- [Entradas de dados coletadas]
===============

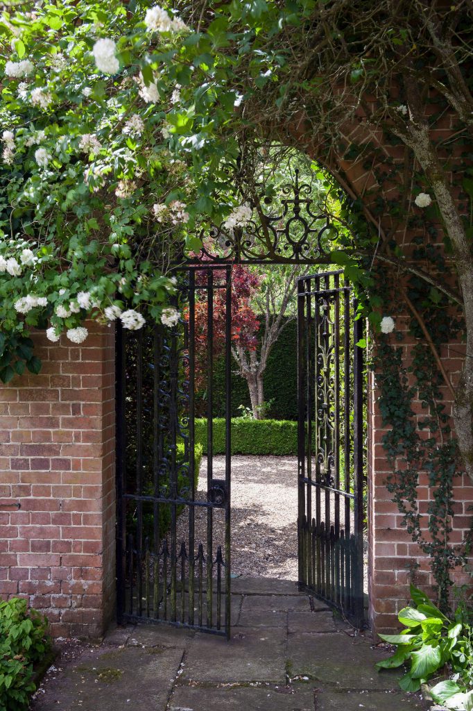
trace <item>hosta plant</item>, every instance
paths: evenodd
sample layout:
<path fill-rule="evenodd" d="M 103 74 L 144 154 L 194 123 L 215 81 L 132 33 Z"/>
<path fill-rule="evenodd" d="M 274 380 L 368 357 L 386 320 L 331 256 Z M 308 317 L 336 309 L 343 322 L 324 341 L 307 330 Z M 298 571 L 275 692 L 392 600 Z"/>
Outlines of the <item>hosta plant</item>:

===============

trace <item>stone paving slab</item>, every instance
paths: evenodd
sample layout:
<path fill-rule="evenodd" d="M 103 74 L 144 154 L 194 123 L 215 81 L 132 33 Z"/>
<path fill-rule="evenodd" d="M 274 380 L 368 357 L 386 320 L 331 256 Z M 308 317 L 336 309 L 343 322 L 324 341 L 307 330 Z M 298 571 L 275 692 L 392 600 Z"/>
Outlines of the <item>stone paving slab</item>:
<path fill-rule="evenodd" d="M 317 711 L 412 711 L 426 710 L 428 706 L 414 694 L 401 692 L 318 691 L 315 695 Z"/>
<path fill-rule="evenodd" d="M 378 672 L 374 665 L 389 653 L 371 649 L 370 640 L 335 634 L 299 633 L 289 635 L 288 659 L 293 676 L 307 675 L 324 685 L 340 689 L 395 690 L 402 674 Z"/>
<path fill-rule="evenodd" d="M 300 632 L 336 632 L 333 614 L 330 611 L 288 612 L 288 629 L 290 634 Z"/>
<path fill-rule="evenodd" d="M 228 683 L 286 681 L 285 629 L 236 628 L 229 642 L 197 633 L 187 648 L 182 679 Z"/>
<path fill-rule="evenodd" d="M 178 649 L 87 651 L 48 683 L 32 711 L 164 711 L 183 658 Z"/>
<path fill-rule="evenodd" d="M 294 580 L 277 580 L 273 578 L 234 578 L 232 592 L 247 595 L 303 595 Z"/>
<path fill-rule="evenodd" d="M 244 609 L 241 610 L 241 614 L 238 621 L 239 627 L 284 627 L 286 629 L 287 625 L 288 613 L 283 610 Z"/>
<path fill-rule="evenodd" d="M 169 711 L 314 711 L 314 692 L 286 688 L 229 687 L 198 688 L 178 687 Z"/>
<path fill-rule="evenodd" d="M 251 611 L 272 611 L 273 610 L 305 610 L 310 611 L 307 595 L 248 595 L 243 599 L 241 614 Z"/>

===============

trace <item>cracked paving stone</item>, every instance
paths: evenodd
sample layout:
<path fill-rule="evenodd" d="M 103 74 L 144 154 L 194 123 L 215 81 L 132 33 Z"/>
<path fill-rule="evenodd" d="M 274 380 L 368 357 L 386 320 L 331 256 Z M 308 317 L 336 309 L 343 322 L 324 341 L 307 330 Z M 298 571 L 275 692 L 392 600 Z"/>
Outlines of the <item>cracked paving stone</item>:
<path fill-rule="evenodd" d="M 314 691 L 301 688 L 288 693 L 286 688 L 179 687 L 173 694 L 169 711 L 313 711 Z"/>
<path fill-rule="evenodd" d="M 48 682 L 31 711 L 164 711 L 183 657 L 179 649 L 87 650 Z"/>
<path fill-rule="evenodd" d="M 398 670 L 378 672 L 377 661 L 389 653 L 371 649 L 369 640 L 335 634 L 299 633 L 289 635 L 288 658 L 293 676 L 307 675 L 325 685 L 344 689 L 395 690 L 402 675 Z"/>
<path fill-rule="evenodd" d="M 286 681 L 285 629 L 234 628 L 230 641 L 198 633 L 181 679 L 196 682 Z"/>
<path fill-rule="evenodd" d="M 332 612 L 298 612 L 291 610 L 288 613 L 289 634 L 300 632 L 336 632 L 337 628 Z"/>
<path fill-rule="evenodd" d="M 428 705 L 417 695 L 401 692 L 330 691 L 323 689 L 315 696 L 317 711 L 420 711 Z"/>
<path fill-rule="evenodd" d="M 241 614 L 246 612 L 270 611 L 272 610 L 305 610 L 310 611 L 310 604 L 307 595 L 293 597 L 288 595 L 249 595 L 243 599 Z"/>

===============

- [Objetivo] Copie sem nenhuma alteração as linhas que começam na que contém "trace <item>hosta plant</item>, every" e seguem até a que contém "Outlines of the <item>hosta", incluindo as duas.

- [Resultado]
trace <item>hosta plant</item>, every instance
paths: evenodd
sample layout:
<path fill-rule="evenodd" d="M 103 74 L 144 154 L 194 123 L 215 81 L 132 33 Z"/>
<path fill-rule="evenodd" d="M 274 380 L 368 357 L 386 320 L 331 256 Z M 308 317 L 336 309 L 343 322 L 324 341 L 307 330 Z M 298 571 L 275 692 L 392 600 Z"/>
Outlines of the <item>hosta plant</item>:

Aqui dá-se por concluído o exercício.